INSTRUCTIONS TO FOLLOW.
Every line of the data is to be output verbatim.

DATA.
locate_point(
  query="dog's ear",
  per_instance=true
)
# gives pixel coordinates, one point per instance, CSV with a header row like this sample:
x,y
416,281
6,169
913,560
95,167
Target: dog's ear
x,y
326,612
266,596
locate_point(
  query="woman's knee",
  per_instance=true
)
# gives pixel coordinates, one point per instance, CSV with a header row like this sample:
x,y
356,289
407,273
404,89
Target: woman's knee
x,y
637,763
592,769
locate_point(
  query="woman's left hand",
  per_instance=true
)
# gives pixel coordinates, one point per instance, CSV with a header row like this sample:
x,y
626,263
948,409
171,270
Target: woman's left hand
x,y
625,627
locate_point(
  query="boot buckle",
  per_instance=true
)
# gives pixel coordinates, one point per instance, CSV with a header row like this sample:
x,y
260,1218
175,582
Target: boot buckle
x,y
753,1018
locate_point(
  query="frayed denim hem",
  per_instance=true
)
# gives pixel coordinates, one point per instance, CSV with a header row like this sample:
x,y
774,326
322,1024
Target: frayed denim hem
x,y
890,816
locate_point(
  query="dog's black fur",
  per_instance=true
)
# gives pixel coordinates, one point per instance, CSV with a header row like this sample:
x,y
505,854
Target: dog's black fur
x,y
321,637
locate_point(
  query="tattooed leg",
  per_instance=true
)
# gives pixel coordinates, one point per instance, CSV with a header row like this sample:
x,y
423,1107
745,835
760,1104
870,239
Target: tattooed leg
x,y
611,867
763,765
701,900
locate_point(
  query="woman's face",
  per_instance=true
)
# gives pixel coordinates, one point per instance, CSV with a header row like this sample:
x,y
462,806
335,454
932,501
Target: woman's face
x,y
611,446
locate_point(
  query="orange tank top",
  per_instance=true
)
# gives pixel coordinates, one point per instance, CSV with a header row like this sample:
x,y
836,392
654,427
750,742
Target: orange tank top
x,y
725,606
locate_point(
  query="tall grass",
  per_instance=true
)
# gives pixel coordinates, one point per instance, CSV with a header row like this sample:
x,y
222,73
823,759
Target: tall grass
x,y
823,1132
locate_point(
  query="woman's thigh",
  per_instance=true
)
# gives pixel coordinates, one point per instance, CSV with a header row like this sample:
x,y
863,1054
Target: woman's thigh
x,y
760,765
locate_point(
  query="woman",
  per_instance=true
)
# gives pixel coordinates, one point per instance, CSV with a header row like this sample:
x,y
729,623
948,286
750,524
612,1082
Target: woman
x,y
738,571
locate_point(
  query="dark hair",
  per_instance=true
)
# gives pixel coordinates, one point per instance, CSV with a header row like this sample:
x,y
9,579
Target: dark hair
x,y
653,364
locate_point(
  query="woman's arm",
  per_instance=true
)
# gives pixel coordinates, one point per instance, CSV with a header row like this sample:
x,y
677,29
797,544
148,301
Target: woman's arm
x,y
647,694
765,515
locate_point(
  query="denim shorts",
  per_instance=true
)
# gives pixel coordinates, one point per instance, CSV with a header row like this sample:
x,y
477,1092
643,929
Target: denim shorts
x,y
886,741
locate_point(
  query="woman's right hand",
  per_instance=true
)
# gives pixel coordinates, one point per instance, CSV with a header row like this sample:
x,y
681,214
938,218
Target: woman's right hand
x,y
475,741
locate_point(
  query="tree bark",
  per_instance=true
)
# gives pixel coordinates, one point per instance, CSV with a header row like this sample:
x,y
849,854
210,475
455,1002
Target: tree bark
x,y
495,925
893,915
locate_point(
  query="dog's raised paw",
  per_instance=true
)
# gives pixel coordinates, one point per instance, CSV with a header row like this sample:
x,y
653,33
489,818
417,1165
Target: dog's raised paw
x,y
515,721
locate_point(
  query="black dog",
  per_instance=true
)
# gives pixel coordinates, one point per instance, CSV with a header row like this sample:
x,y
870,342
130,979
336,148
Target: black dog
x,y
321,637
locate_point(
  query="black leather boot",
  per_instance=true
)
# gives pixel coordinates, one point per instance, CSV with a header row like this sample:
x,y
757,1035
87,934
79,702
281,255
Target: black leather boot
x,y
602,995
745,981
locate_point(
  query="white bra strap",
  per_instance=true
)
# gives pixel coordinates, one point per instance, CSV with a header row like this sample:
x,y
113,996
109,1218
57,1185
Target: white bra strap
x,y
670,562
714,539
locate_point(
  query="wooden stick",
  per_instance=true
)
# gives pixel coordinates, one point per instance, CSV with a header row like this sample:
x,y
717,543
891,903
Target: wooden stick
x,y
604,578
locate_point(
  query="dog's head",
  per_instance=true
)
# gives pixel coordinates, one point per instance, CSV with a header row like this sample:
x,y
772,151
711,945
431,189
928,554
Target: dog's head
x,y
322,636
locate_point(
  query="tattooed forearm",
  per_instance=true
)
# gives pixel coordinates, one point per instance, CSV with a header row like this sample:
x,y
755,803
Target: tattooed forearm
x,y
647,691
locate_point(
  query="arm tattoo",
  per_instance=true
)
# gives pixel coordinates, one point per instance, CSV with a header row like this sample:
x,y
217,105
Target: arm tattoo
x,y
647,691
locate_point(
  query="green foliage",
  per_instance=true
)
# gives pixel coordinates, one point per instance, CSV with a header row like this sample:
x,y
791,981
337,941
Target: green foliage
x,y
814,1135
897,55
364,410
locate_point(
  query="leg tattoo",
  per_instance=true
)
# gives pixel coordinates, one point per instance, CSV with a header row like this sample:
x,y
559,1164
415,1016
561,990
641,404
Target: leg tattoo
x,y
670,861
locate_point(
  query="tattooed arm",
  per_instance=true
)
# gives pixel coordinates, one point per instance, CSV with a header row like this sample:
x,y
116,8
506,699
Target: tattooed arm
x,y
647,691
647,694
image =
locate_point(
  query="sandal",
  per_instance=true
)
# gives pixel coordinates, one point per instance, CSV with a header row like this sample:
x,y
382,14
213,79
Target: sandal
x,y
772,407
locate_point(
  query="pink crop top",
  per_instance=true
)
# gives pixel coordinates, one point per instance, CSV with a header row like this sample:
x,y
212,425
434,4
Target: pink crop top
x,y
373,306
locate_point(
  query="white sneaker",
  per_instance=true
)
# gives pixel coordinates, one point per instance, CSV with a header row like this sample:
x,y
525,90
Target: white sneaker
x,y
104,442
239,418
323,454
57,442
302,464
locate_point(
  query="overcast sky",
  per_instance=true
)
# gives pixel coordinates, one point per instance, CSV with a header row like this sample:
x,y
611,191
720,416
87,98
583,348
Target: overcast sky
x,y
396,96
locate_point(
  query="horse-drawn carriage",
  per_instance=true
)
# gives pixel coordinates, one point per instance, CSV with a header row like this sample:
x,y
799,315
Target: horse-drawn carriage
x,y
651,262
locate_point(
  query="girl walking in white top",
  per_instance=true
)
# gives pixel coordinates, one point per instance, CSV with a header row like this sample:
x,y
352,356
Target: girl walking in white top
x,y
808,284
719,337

ANSWER FOR THE TASK.
locate_point(
  query="dog's ear",
  per_instance=true
)
# gives pixel coordinates, one point per instance, CSV with a header row like this sample:
x,y
416,281
6,169
913,560
95,167
Target: dog's ear
x,y
326,612
266,596
locate_point(
  query="woman's knee",
  per_instance=true
)
# gives pixel coordinates, one point per instance, CSV with a header row like this sample:
x,y
356,289
407,273
404,89
Target: woman's knee
x,y
637,763
592,769
locate_point(
  query="woman's left hand",
  per_instance=true
)
# gives pixel coordinates, one point per instance, CSV with a header row like this sample:
x,y
626,263
948,409
171,270
Target: woman's left hand
x,y
625,627
locate_point(
  query="boot buckle",
  per_instance=true
)
# gives pixel coordinates, one point per instance, CSV with a header row like this sample:
x,y
260,1218
175,582
Target: boot buckle
x,y
753,1018
locate_point(
  query="frayed denim hem",
  per_instance=true
)
# gives pixel coordinates, one point per instance, CSV with a header row like this sample:
x,y
774,326
322,1024
Target: frayed denim hem
x,y
890,816
locate_point(
  query="dog's black fur",
  per_instance=true
)
# gives pixel coordinates, one point per instance, CSV with a header row like this sample:
x,y
505,854
Target: dog's black fur
x,y
321,637
locate_point(
  query="tattooed leg",
  per_instance=true
)
# gives pixel coordinates, one point per instance, CSV with a header row like this sample:
x,y
423,1107
745,835
760,1104
870,239
Target: tattooed leg
x,y
611,867
763,765
701,900
locate_point(
  query="woman's face",
  per_instance=true
)
# gives pixel coordinates, one point per instance, CSV with a header row like this sample:
x,y
462,806
335,454
932,501
Target: woman's face
x,y
611,446
locate_point(
  query="orange tank top",
  per_instance=true
)
# gives pixel coordinates, one point per instance, CSV with a header row like this sample:
x,y
836,392
654,427
750,742
Target: orange tank top
x,y
725,606
locate_point(
  query="tall grass",
  per_instance=true
)
# gives pixel coordinates, one point per instance, CSV with a header row like this sample:
x,y
222,73
823,759
Target: tall grass
x,y
823,1132
locate_point(
  query="woman's thigh",
  per_instance=true
)
# gives pixel coordinates, one point per instance, CSV with a header row like this sample:
x,y
863,1054
Target: woman's thigh
x,y
760,765
locate_point(
  query="woman",
  per_instance=true
)
# gives pixel coordinates, one point per instance, CSV with a header row like this sample:
x,y
729,623
948,286
750,524
612,1082
Target: woman
x,y
738,571
locate_point(
  query="dark hair",
  per_instance=true
)
# gives pixel coordinates, one point per instance, CSV with a header row like this sample:
x,y
9,579
Target: dark hair
x,y
653,364
locate_point(
  query="woman's arm",
  per_instance=true
)
# gives pixel coordinates, one point per instance, CSV with a header row like this sample:
x,y
677,29
797,544
148,301
Target: woman's arm
x,y
647,694
765,515
locate_point(
  query="denim shorts",
  per_instance=true
)
# gives pixel coordinates, one point per instance, CSV with a header row like this sample:
x,y
477,1092
643,929
Target: denim shorts
x,y
886,741
locate_point(
  query="woman's right hand",
  per_instance=true
)
# gives pixel coordinates, one point per instance, CSV with a header row like this sample:
x,y
681,214
938,218
Target: woman's right hand
x,y
475,741
locate_point(
  query="tree bark",
  per_instance=true
)
# gives pixel coordinates, one point per instance, CSV with a header row like this sample:
x,y
849,854
210,475
455,1002
Target: tree bark
x,y
495,925
893,915
locate_point(
  query="dog's raised paw",
  per_instance=true
)
# gives pixel coordinates, one point per instance, CSV with a header row like this sample:
x,y
653,33
489,818
417,1165
Target: dog's raised paw
x,y
515,721
locate_point(
  query="black dog",
  per_instance=true
)
# gives pixel coordinates, one point per instance, CSV with a header row like this sample:
x,y
870,342
130,979
336,148
Target: black dog
x,y
321,637
locate_point(
  query="black leather boot",
  per_instance=true
)
# gives pixel coordinates, one point per instance, CSV with a header row like this sample:
x,y
757,1035
87,934
79,702
281,255
Target: black leather boot
x,y
602,995
745,981
locate_point(
  query="white bra strap",
  per_instance=true
)
# gives pixel coordinates, one point per instance, CSV with a header row like this sample:
x,y
113,996
109,1218
57,1185
Target: white bra strap
x,y
670,562
714,539
locate_point(
  query="wooden stick",
  per_instance=true
)
# gives pixel coordinates, one point per instance, CSV with a header row like this sample:
x,y
717,543
891,903
Target: wooden stick
x,y
604,578
locate_point(
  query="dog's head",
  per_instance=true
)
# gives pixel coordinates, one point per instance, CSV with a header row like this sample:
x,y
772,151
711,945
431,189
928,554
Target: dog's head
x,y
322,636
locate_point(
  query="tattooed forearm",
  per_instance=true
)
# gives pixel coordinates, one point per instance, CSV with a header row like this sample:
x,y
755,803
Target: tattooed forearm
x,y
647,691
locate_point(
  query="arm tattoo",
  per_instance=true
)
# gives pixel coordinates, one point per instance, CSV with a header row like this sample:
x,y
217,105
Target: arm tattoo
x,y
647,691
locate_point(
  query="green foliage",
  per_instance=true
)
# gives pixel coordinates, one point per instance, CSV with a header row like this sample:
x,y
791,981
337,941
Target: green foliage
x,y
814,1135
897,55
364,410
locate_point(
  query="leg tattoo",
  per_instance=true
)
# gives pixel coordinates, one point per instance, CSV with a header row like this sample:
x,y
559,1164
415,1016
561,990
641,404
Target: leg tattoo
x,y
670,861
locate_point(
  query="tattooed arm",
  per_instance=true
)
# gives pixel coordinates, one point per instance, CSV with a header row like this sample:
x,y
116,8
506,699
Target: tattooed arm
x,y
647,691
647,694
image =
locate_point(
  query="sandal",
  per_instance=true
)
# gives pixel coordinates, one point per instance, CSV with a header row like this sample:
x,y
382,14
213,79
Target: sandal
x,y
772,407
locate_point(
  query="pink crop top",
  per_instance=true
)
# gives pixel coordinates, one point per instance, CSV with a header row like this sample:
x,y
212,425
434,4
Target: pink crop top
x,y
373,306
locate_point(
  query="white sneaker",
  per_instance=true
)
# gives pixel coordinates, one point per instance, CSV with a header row like this sample:
x,y
525,90
Target: white sneaker
x,y
104,442
239,418
323,454
57,442
302,464
locate_point(
  query="overcast sky",
  per_instance=true
)
# gives pixel coordinates, one point per instance, CSV with a header row like this sample:
x,y
611,191
720,416
87,98
583,348
Target: overcast sky
x,y
396,96
locate_point(
  query="horse-drawn carriage",
  per_instance=true
)
# gives pixel coordinates, one point per instance, CSV with a header row like this sample:
x,y
799,315
Target: horse-drawn carriage
x,y
651,262
locate_point(
  query="girl walking in white top",
  per_instance=true
)
# gives pixel coordinates, one point per instance, CSV with a header row like this sample:
x,y
352,356
Target: girl walking in white top
x,y
808,284
719,337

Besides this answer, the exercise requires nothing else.